#### Directive
Select each line of the listing below that holds the word "diamond", and copy those lines.

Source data
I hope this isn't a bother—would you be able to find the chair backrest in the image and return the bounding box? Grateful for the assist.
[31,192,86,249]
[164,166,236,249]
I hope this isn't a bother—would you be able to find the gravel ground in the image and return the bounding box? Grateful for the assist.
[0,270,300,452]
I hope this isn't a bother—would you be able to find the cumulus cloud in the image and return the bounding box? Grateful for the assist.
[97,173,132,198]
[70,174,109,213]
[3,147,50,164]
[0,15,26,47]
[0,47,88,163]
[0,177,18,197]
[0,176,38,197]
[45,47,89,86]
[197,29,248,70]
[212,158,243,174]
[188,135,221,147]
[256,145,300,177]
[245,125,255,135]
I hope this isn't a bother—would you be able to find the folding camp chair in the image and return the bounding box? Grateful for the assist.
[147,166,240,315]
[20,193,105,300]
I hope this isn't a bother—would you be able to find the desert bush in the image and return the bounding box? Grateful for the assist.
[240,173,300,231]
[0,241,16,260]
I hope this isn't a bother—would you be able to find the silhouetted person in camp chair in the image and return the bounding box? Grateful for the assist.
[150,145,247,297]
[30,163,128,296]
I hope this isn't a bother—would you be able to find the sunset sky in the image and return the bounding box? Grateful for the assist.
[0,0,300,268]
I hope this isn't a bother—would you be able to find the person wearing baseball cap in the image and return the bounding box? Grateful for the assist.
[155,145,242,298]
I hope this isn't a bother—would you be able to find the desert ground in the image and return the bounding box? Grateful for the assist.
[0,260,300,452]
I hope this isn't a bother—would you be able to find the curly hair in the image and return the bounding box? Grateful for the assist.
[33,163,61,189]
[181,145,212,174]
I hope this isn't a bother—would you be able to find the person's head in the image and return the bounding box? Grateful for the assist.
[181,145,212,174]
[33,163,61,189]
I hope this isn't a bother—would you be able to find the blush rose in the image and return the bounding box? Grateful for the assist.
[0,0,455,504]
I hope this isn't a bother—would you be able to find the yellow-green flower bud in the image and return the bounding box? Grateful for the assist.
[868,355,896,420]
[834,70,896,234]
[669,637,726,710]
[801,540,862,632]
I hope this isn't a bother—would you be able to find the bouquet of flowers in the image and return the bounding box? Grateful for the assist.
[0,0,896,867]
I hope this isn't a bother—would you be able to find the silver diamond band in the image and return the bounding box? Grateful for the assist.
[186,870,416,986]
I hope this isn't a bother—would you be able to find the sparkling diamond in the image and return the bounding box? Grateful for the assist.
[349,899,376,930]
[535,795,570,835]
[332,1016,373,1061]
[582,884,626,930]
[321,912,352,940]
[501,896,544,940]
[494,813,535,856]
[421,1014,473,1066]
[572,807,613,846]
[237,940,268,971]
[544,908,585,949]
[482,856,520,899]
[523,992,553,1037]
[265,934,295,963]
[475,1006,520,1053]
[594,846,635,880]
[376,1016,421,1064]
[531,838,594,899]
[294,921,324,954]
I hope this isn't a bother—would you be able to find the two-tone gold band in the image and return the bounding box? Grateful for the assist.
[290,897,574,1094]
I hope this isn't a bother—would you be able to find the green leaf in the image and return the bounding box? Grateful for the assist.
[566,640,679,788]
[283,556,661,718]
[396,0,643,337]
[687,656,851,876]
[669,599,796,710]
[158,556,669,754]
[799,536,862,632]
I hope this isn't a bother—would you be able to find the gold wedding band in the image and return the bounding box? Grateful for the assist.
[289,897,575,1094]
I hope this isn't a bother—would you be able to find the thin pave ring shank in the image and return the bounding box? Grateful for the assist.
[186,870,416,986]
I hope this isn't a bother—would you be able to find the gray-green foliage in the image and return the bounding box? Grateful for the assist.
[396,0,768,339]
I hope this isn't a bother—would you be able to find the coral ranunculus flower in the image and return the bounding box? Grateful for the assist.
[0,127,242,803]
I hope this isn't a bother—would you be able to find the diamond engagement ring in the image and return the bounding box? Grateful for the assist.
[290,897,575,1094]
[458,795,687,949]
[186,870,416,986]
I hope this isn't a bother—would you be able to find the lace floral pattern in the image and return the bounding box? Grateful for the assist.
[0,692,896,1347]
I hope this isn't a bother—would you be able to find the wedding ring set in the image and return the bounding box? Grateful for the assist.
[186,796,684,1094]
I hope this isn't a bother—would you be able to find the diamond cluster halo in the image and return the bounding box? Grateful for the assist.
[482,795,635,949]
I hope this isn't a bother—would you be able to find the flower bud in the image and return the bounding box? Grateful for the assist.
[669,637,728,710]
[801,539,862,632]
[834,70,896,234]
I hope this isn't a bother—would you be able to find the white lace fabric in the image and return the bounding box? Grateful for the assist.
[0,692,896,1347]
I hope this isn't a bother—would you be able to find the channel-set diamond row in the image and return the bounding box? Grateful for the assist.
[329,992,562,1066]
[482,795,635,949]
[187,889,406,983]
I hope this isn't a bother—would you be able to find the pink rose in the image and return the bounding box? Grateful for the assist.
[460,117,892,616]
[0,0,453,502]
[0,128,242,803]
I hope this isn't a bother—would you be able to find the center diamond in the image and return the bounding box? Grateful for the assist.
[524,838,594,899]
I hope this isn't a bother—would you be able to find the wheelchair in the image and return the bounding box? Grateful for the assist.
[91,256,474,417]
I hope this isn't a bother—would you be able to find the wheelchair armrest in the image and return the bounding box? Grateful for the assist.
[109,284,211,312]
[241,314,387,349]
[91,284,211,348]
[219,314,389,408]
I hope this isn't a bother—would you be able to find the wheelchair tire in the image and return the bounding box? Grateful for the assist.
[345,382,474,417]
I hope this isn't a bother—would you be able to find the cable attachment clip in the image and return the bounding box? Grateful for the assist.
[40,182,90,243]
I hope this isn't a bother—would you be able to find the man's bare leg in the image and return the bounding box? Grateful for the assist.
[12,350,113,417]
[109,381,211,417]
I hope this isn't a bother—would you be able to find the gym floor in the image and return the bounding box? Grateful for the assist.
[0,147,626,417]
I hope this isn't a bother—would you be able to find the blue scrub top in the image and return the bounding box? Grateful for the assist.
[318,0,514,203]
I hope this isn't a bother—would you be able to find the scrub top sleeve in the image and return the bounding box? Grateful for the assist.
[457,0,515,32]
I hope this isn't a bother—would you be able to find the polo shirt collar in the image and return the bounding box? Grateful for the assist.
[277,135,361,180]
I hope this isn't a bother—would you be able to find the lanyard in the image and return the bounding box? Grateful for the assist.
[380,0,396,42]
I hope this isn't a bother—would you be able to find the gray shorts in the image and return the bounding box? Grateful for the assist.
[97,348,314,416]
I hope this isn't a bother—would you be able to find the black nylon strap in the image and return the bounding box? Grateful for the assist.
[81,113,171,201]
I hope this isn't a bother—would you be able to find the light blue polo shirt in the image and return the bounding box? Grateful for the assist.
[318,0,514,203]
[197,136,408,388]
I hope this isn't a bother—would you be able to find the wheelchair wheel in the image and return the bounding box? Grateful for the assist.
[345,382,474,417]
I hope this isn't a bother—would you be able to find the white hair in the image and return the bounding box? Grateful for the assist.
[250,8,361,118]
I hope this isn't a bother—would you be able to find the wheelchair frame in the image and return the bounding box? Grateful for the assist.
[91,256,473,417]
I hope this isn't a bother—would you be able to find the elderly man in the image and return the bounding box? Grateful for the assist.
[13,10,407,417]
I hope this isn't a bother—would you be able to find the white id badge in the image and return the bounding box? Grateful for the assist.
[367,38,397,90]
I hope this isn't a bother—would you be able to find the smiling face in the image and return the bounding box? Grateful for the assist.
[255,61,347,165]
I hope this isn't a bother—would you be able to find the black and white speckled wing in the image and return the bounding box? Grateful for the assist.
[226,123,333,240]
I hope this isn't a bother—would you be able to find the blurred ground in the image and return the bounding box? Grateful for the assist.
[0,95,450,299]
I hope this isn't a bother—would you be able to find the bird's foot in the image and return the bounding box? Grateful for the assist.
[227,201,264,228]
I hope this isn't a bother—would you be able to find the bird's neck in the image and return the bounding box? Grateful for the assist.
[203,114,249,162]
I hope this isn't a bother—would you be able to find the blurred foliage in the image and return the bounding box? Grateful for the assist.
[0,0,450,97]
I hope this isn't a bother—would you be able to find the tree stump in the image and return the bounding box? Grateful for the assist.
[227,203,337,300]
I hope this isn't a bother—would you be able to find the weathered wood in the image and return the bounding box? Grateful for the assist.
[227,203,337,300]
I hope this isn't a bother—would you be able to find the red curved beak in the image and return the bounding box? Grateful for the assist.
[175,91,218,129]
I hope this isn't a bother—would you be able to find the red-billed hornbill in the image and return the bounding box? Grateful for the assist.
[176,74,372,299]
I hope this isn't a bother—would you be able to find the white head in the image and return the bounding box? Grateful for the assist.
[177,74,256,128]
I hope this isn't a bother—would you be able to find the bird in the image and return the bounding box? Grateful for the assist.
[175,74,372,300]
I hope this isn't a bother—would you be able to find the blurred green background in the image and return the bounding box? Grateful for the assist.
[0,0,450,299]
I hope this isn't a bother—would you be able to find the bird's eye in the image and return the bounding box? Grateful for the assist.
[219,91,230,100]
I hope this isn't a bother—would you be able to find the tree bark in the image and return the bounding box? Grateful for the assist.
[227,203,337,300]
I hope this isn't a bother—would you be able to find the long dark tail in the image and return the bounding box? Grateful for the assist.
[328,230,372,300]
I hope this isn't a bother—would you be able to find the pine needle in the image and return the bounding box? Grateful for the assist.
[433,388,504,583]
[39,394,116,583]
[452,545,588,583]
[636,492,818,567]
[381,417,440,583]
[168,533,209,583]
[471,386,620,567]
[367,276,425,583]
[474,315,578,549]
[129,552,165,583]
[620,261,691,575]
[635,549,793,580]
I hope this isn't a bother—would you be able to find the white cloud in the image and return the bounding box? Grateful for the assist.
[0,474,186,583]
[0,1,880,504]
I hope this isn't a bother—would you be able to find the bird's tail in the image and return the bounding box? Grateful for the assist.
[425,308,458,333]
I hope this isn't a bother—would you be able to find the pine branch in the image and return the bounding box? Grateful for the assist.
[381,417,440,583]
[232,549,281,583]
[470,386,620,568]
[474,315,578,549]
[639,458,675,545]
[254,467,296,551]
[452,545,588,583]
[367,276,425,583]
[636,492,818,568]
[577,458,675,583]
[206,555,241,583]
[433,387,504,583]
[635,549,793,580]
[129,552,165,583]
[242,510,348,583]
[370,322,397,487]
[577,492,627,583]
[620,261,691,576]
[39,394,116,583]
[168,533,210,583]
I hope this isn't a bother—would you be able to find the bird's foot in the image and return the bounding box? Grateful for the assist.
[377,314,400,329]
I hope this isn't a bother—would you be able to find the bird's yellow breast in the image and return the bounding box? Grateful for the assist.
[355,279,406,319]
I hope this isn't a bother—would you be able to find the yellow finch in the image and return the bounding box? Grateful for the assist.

#### Result of this task
I hope this isn't a bother—would you be able to find the silver diamond band in the image and return the bounding box? Grateful for the assist.
I hope this isn't a bother—would you be able to find the sparkling diamond in the image and return the bounding box? Grateful for the assist.
I hope this isn't a bother—would you be able to find the diamond engagement ring in the image and return the bounding box? Grateful for the assist.
I hope this isn't a bother—would you be able to find the diamond cluster halo in the image and return the bounding box? Grateful for the assist.
I hope this isn't a bother—would you be able to find the channel-set diamond row in the image and return the bounding box? Grateful for the assist.
I hope this isn't a bother—would you be able to find the center diamond in the image and return the bounding box? Grateful for the assist.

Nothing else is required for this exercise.